§ **WHAT IS NEEDED**
Take the listing below and reproduce it in full. Change nothing.

§ **EXERCISE INPUTS**

_ _ _ _ _ _ _

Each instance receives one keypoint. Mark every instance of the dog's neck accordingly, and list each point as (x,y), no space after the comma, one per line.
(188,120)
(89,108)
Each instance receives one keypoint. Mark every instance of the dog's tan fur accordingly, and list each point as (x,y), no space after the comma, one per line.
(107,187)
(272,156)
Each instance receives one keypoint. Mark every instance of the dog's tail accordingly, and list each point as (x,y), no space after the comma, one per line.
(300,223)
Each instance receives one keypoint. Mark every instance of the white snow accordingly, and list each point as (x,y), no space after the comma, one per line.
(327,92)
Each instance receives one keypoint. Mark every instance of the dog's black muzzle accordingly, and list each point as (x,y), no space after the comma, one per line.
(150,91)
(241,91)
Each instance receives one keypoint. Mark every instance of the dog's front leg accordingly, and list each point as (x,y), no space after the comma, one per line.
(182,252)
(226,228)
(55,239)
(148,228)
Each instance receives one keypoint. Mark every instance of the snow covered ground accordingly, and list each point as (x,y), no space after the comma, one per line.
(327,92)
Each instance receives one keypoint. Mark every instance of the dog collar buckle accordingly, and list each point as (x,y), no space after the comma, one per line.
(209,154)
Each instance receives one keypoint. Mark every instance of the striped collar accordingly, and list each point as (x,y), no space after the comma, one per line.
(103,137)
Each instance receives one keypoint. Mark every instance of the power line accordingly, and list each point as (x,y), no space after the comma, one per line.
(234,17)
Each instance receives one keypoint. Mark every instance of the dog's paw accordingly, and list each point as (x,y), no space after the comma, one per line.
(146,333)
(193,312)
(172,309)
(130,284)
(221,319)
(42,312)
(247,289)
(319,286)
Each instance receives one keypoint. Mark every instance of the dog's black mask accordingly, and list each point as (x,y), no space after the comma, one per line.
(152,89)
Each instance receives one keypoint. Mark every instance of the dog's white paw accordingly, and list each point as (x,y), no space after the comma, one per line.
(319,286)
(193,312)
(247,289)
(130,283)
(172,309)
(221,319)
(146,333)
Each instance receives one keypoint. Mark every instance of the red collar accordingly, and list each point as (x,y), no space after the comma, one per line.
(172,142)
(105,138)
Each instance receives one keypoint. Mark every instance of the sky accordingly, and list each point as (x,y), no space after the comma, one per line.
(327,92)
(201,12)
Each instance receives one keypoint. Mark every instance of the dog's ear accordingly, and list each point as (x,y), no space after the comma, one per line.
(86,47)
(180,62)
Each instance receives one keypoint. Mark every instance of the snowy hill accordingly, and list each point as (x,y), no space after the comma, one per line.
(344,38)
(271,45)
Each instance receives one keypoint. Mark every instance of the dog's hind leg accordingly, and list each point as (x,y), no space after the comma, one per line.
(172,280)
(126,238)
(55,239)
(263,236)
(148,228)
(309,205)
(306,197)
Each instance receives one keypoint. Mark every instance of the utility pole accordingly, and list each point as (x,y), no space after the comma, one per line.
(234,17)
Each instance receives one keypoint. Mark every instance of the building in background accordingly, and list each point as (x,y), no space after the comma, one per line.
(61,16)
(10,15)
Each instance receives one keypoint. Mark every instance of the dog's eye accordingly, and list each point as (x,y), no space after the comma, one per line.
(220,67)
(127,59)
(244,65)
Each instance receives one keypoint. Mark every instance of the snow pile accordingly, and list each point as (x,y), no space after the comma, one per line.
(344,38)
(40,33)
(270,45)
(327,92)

_ _ _ _ _ _ _

§ **ANSWER SPACE**
Each instance receives one keypoint. Mark every instance of the dog's neck accordingly, and list each point as (x,y), no space after the comma, one per line.
(188,120)
(89,108)
Each instance receives one keypoint. Mark every instance of the dog's tan fur accordingly, and list each point as (x,y), no space after the comma, one per line.
(107,187)
(272,156)
Each instance receives one keypoint. Mark every instance of the dog's tail accordingly, and list each point as (x,y), no space after the comma, one per line.
(300,223)
Each instance receives one keypoint. Mark every instance of the white snow accordingly, and list each point as (x,y), no space after the comma, one per line.
(327,92)
Each instance receives one keypoint. Mark every instance of the dog's black muzzle accordingly, and list each point as (x,y), no space after the comma, one per line.
(150,91)
(241,91)
Each instance receives one keypoint. Mark every instance of the dog's front leg accordingly, and list each point as (x,y), no space after the comma, one per line.
(182,252)
(226,228)
(55,239)
(148,228)
Each instance receives one keypoint. Mark every instance of the snow covered ground accordingly, and list each point as (x,y), no space after the comma, one per line.
(327,92)
Each instance receives one keypoint. Mark every instance of the dog collar buckle accordingly, and list each point as (x,y), no space after the comma, one per line.
(209,154)
Each instance receives one keypoint. Mark every instance of the striped collar accordingly, and list each point as (x,y), no space after the comma, one per line.
(103,137)
Each instance receives one keypoint. Mark every instance of the power line accordingly, and list each point as (x,y), no space after the comma, one per line.
(234,17)
Each instance receives one keypoint. Mark every instance of the dog's paw accordingly, and list each point as (x,y), no space after the comma, one per line.
(146,333)
(193,312)
(172,309)
(130,284)
(221,319)
(42,312)
(247,289)
(319,286)
Each instance receives one keypoint. Mark every instance of the dog's black mask accordingly, and list each point as (x,y), no space after the comma, one per line.
(152,89)
Each instance receives one keypoint. Mark every instance of the dog's white paw accordingly, and list each point as (x,y), no space after the comma, one per line.
(319,286)
(193,312)
(247,289)
(130,283)
(172,309)
(221,319)
(146,333)
Each instance receives one keypoint. Mark every instance of the red collar accordingly, and list each point as (x,y), no space after the comma, one per line.
(172,142)
(105,138)
Each instance receives one keypoint. Mark every instance of the sky accordingly, and list each point as (x,y), no space after the comma, one per line.
(327,92)
(201,12)
Each instance receives one keypoint. Mark every instance of the dog's ear accordingly, and list each point as (x,y), no space after the comma, one per line.
(86,47)
(180,62)
Each instance receives one keypoint. Mark every instance of the snowy hill accordingly, and list each point as (x,y), no space after the comma, one per line.
(344,38)
(271,45)
Each instance receives one keypoint. Mark every instance of the dog's hind leg accordingly, and list each point as (x,y), no space after the comma, one per line.
(172,280)
(126,238)
(55,239)
(263,236)
(148,228)
(309,205)
(306,197)
Each instance receives one keypoint. Mark every instance of the utility pole accordingly, and list each point as (x,y), no space after the comma, one per line.
(234,17)
Each instance receives one keypoint. Mark every instance of the building in background accordingly, and list each point as (x,y), no space after the comma, one per line.
(61,16)
(10,15)
Each instance receives one keypoint. Mark every instance of the dog's eye accordingly, and list each point as (x,y), no space after the comma, one per line.
(220,67)
(127,59)
(244,65)
Each instance receives one keypoint. Mark every instance of the snow pile accordingly, and list each point as (x,y), no space after the comma, one per line.
(344,38)
(40,33)
(270,45)
(327,92)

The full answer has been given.